> _WORK TO BE COMPLETED_
Pull out every line below that contains the word "white". Case counts.
— START OF DATA LISTING —
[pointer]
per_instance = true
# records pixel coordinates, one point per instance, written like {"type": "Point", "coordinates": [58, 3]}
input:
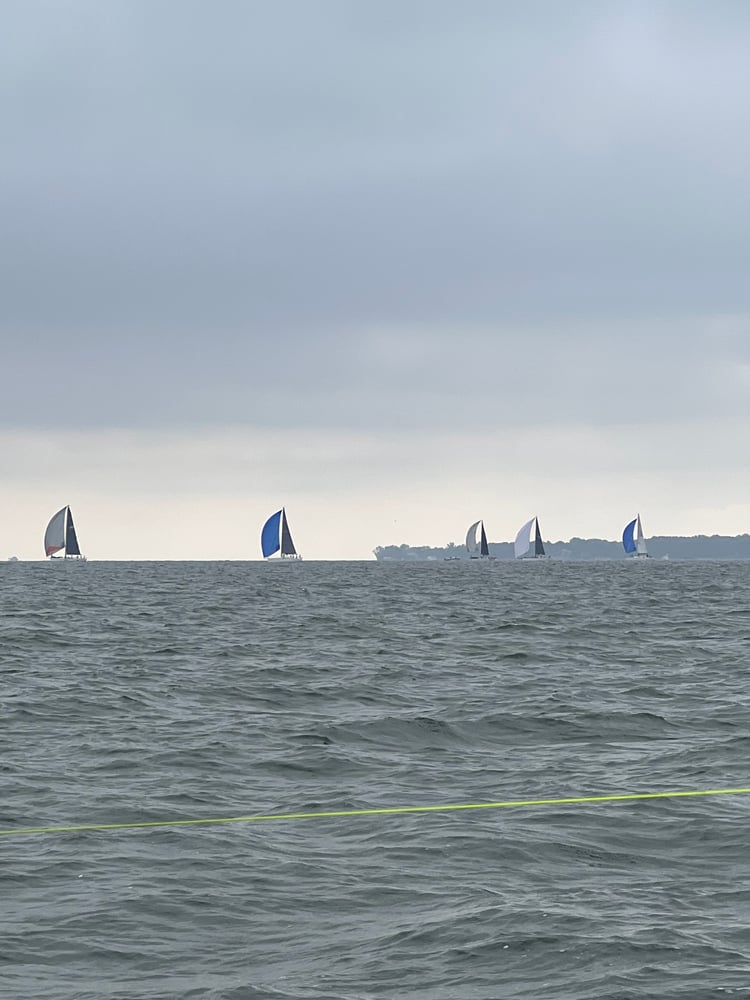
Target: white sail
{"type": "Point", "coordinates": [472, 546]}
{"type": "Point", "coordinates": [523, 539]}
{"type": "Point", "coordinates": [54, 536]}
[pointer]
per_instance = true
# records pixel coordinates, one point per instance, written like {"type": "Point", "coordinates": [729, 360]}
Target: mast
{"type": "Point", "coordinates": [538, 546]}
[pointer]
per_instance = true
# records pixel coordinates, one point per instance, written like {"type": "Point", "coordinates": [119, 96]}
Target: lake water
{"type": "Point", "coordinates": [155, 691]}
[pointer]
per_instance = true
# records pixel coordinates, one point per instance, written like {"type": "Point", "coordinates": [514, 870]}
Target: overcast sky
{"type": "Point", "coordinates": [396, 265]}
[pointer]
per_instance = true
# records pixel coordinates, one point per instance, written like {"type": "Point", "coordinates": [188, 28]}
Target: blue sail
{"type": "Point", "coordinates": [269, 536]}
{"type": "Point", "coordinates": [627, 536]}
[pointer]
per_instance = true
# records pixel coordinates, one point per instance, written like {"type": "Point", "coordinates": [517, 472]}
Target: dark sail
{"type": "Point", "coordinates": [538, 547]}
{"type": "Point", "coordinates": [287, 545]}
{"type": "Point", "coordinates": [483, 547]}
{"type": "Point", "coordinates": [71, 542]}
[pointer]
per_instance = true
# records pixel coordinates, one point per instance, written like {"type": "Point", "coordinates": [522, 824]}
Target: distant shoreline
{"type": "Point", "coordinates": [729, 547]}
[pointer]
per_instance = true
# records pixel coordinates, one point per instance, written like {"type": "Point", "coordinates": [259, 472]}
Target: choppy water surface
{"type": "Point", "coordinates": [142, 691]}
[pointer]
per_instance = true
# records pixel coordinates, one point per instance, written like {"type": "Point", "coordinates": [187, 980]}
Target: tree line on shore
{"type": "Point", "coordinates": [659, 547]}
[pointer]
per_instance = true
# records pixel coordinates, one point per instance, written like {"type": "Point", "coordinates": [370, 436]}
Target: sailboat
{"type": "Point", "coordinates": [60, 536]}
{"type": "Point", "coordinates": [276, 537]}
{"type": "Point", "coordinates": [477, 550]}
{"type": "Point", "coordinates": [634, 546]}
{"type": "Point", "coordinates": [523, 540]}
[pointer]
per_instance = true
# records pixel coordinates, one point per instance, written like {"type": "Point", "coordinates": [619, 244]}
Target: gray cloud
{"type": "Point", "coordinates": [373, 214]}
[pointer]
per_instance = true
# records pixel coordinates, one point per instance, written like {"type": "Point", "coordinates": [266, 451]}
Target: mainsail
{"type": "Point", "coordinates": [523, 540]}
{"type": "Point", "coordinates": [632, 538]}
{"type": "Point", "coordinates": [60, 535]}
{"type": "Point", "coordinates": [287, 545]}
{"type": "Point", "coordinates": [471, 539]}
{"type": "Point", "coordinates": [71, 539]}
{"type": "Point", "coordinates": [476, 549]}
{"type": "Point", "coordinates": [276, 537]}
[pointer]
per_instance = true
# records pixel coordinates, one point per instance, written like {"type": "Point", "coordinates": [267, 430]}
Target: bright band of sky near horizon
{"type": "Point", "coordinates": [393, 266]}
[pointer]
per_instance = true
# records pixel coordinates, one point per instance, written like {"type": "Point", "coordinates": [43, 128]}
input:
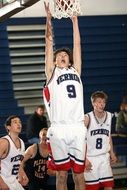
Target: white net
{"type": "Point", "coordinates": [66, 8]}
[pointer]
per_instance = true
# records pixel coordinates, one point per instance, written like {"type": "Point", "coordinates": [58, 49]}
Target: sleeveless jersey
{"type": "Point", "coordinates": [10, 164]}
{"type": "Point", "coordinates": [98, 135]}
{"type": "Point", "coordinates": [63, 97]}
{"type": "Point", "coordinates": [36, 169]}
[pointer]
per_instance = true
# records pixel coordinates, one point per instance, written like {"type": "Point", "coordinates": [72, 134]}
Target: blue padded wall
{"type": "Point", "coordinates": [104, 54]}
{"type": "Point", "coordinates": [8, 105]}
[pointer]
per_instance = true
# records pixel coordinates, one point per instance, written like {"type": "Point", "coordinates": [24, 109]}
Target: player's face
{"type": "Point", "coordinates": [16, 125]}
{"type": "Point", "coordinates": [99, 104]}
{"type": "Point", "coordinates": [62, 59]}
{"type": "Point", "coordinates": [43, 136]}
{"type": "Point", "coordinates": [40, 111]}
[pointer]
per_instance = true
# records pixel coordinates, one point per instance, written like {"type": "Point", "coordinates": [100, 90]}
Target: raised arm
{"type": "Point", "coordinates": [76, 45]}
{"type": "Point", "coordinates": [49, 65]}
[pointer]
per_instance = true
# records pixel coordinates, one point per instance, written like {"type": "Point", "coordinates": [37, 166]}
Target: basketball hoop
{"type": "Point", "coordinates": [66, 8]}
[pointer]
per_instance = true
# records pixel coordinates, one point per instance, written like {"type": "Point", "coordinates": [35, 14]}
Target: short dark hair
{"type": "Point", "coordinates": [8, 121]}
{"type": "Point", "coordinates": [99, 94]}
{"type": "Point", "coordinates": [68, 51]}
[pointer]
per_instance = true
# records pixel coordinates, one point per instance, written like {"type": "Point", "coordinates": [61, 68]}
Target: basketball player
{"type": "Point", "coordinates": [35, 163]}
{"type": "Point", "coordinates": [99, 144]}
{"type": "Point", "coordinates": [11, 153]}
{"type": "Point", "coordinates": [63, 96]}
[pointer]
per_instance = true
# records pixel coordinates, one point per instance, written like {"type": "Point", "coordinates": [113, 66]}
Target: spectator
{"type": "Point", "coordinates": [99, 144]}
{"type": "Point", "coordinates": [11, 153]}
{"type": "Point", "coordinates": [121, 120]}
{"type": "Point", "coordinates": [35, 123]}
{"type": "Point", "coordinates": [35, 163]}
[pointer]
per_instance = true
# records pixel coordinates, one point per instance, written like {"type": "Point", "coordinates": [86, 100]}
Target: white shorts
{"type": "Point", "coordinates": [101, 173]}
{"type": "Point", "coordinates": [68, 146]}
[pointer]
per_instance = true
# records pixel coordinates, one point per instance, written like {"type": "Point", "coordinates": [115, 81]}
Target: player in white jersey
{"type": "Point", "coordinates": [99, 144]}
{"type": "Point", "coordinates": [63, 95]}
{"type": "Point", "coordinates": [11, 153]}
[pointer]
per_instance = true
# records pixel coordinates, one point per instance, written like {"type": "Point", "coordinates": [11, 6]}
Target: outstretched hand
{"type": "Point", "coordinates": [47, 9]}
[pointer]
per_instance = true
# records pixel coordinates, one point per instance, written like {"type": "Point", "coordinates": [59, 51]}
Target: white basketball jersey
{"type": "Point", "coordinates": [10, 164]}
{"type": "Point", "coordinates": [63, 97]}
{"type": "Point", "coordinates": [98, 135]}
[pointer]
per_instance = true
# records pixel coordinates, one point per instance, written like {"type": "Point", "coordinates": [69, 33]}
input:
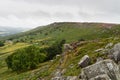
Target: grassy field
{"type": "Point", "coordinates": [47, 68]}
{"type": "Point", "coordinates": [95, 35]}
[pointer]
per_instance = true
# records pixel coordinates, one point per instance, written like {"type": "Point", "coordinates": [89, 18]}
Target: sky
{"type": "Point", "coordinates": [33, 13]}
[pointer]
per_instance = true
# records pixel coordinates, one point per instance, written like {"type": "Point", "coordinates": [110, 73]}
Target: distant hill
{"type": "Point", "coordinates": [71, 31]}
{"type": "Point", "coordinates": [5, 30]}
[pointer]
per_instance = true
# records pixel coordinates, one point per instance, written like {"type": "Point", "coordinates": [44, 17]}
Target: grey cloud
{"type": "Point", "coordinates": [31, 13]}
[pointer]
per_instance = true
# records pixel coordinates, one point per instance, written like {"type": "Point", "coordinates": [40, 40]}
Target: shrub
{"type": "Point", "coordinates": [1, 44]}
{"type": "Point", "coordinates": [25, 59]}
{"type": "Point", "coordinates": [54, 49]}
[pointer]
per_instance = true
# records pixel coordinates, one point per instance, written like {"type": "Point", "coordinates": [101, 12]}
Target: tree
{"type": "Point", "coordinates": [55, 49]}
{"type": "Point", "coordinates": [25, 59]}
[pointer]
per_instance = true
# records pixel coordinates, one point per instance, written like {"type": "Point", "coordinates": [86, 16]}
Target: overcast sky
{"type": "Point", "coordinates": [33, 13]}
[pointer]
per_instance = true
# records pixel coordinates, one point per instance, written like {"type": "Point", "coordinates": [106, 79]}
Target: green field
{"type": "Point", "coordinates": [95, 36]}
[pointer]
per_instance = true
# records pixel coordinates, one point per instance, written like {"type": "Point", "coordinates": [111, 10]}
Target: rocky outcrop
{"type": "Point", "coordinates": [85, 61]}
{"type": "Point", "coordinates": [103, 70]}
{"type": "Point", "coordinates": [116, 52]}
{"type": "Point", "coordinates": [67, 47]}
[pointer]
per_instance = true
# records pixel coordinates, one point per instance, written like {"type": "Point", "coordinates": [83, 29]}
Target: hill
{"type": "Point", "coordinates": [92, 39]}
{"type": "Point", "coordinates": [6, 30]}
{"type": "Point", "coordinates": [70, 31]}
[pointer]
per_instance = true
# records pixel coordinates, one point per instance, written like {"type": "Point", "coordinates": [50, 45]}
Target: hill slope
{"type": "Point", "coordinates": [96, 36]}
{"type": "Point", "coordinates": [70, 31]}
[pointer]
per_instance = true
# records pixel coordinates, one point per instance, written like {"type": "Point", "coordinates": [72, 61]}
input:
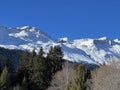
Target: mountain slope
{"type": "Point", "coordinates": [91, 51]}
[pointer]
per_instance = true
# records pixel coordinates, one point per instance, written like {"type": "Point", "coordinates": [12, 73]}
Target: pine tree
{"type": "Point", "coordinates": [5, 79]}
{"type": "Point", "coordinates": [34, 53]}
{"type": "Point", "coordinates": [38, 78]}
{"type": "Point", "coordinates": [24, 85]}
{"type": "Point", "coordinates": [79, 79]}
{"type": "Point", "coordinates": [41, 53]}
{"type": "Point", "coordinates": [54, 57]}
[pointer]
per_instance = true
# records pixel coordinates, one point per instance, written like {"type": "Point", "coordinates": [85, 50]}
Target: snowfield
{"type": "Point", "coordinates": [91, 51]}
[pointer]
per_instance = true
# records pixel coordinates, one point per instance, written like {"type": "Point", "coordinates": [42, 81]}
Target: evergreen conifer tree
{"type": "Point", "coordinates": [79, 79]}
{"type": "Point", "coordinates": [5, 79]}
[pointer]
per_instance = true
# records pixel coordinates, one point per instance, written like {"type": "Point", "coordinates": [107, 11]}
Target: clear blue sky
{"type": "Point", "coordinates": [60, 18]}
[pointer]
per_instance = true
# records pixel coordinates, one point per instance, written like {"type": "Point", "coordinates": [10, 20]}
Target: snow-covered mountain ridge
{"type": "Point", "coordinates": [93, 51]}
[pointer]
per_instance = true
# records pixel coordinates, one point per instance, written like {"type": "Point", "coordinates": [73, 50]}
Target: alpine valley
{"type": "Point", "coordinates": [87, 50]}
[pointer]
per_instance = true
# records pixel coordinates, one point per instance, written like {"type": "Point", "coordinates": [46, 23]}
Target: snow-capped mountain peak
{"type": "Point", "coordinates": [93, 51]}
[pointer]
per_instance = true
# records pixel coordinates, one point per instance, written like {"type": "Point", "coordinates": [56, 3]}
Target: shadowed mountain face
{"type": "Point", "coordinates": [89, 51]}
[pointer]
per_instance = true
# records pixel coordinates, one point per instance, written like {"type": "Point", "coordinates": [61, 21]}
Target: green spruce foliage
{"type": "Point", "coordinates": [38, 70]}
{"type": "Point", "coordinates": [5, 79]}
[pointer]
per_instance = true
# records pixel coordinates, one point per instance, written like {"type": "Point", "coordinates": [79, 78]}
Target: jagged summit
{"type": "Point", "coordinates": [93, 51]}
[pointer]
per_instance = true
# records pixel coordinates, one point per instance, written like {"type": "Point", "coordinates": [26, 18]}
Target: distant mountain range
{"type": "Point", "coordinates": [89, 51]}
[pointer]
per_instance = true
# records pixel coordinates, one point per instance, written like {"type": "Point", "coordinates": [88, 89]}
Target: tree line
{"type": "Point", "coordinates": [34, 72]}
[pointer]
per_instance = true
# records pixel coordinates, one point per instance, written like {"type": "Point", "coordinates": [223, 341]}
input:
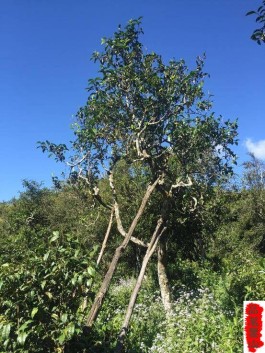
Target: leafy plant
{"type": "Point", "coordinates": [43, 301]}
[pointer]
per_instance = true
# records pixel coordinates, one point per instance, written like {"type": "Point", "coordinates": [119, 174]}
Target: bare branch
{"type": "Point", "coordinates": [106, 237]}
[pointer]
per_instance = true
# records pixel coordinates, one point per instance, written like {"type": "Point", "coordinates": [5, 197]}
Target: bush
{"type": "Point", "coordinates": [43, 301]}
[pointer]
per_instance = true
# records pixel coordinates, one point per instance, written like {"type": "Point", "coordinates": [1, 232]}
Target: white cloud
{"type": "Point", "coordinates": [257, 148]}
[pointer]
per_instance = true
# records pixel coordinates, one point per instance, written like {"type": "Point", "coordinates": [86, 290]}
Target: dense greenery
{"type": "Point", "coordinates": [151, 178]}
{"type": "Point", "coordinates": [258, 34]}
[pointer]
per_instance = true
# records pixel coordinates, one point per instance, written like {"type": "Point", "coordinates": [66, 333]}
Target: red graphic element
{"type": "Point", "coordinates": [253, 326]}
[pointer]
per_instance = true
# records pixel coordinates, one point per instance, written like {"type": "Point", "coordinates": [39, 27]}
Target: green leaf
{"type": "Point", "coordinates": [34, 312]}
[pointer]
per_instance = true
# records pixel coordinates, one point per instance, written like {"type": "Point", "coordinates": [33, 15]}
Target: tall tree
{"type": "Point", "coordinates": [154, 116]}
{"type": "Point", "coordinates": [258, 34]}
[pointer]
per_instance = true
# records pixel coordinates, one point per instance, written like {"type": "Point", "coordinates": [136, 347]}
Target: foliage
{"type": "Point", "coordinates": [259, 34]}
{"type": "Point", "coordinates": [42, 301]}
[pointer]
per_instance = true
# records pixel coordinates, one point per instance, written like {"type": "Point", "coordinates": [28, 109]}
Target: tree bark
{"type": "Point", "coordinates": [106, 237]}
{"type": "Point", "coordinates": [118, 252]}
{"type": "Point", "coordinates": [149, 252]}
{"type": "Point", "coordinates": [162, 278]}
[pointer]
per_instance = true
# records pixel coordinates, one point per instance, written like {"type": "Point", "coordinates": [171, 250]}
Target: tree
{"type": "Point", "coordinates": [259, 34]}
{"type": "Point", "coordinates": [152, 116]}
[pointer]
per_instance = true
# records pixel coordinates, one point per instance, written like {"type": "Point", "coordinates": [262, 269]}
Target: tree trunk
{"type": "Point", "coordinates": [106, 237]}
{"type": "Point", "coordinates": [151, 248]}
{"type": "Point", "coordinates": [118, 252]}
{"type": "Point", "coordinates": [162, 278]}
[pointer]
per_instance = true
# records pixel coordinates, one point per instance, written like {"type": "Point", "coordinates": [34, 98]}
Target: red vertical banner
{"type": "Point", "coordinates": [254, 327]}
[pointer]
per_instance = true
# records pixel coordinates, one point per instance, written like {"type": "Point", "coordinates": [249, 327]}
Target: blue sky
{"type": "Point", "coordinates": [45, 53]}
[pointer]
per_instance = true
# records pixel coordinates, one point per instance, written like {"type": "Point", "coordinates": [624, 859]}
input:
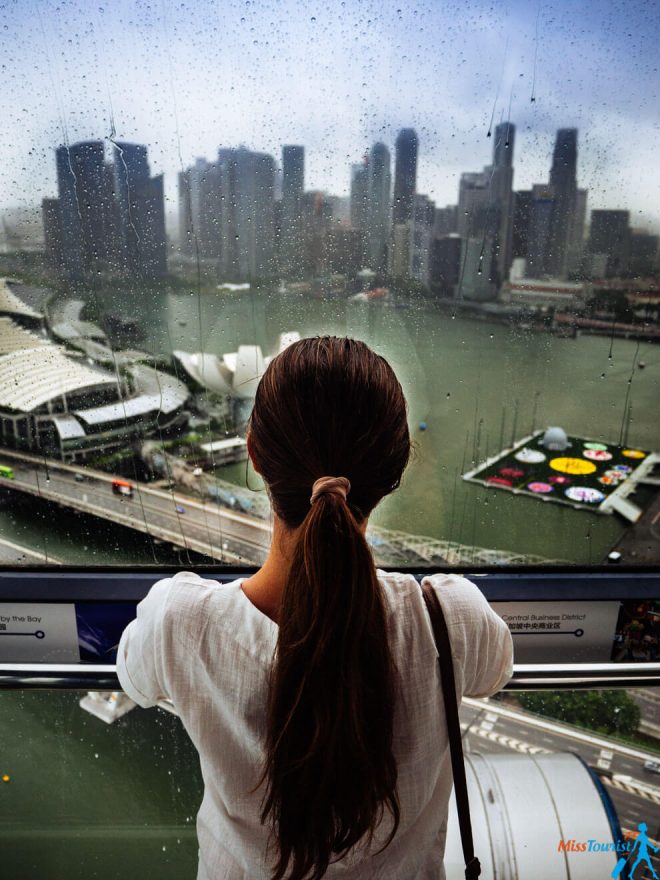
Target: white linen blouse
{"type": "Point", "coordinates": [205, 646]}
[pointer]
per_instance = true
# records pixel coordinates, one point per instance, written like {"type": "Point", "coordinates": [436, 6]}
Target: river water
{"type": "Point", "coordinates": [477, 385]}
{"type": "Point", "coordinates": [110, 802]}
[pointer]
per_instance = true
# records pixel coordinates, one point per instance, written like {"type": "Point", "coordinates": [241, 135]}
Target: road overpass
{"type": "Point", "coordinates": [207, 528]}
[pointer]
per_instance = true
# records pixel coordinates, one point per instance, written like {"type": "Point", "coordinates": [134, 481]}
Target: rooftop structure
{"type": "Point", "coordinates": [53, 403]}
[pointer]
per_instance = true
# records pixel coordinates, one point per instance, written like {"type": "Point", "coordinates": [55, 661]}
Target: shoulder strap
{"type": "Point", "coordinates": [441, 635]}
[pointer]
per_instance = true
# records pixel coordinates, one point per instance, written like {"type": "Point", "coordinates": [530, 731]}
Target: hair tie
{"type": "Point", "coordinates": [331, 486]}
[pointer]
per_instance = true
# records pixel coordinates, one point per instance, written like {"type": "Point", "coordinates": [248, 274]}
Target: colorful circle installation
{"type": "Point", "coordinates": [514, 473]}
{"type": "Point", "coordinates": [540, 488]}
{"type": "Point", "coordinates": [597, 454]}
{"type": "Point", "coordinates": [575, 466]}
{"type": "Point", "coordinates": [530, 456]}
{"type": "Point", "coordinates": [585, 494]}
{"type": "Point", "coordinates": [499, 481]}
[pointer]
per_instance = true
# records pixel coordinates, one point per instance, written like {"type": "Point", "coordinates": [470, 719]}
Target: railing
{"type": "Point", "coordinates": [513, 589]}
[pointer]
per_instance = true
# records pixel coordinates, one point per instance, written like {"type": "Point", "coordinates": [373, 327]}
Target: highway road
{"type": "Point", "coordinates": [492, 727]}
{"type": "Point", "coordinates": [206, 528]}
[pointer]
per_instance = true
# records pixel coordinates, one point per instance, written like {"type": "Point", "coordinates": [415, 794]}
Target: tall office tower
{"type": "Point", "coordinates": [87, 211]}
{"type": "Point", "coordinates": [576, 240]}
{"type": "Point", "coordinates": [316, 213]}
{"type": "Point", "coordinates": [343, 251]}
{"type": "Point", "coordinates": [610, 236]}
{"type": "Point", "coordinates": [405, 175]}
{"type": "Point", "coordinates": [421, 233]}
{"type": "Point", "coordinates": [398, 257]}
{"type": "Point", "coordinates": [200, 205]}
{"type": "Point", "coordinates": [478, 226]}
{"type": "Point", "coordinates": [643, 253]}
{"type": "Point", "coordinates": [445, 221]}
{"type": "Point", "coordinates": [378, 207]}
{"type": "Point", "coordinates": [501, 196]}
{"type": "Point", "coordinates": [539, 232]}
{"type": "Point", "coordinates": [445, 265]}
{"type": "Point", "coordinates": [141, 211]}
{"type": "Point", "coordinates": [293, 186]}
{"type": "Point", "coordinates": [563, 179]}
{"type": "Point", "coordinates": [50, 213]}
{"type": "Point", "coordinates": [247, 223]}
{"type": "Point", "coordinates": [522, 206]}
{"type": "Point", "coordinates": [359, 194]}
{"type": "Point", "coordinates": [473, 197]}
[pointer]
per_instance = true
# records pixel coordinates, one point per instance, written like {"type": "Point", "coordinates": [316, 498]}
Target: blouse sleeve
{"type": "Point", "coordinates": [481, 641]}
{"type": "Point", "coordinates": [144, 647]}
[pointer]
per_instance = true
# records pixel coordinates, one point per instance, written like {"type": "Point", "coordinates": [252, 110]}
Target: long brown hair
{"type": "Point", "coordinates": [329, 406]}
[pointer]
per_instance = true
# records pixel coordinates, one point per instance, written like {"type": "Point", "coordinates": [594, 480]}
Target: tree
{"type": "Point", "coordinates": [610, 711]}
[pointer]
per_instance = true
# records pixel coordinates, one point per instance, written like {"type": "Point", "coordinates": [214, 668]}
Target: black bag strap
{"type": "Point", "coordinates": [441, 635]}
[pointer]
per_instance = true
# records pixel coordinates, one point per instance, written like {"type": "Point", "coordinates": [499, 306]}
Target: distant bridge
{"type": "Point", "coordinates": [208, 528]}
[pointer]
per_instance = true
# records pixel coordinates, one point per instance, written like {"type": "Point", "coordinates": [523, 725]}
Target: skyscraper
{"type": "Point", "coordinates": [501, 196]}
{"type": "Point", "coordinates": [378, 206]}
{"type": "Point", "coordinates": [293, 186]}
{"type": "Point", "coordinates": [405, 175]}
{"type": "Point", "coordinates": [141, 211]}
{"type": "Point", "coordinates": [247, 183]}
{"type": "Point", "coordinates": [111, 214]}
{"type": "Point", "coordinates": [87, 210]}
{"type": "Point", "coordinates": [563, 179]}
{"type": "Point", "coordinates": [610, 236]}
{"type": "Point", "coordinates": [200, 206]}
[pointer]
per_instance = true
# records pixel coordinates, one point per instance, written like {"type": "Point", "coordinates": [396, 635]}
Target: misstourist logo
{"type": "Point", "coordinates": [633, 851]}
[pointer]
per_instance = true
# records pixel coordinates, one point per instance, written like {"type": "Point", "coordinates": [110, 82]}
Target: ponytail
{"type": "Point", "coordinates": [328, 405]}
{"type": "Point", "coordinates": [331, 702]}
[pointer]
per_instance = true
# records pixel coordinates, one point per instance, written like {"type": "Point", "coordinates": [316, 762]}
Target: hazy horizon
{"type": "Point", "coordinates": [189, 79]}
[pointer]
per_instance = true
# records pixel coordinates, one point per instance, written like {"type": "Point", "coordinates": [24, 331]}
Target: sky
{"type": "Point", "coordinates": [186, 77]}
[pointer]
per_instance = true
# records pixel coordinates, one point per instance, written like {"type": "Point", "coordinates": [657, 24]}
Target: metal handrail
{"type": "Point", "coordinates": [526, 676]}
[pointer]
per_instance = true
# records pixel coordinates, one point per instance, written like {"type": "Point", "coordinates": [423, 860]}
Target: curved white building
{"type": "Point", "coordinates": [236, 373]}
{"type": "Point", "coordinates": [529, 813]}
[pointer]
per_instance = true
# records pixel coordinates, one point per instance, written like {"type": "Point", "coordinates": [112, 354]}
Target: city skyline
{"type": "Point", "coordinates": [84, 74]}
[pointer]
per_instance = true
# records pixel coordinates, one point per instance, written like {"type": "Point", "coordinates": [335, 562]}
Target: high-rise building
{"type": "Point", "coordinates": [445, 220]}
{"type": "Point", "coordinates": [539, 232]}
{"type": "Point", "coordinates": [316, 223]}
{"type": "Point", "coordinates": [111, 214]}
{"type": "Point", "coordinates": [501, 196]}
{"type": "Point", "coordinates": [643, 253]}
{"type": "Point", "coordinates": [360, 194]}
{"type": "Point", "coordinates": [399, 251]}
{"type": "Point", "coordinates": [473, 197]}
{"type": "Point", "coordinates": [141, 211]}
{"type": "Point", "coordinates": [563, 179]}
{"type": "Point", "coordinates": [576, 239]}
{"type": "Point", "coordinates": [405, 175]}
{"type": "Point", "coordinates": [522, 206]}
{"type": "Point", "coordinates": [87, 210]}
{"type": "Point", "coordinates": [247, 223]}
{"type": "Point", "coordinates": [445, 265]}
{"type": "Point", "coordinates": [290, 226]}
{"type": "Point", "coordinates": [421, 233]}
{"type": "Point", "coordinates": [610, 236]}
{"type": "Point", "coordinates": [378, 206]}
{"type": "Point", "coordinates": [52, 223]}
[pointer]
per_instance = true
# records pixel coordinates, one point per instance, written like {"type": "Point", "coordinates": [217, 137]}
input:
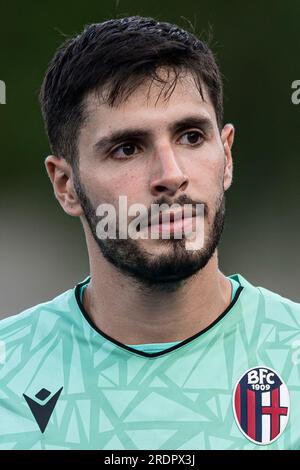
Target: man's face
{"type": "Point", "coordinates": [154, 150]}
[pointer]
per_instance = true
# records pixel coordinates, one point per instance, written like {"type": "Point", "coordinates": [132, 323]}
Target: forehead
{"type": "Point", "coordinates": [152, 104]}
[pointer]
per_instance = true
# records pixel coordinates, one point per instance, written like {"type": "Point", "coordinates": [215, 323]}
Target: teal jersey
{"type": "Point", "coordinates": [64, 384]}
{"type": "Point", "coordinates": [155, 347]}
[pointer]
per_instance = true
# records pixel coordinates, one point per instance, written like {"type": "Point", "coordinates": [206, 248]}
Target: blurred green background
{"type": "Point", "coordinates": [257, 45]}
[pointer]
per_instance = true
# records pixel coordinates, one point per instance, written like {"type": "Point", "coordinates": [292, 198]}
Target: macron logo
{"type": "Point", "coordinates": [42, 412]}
— END OF DATA LISTING —
> _OUTPUT FOR THIS EXERCISE_
Target: white sail
Target: white net
Target: white shorts
Target: player in white jersey
Target: white basketball jersey
Target: white cloud
Target: white linen blouse
Target: curved white building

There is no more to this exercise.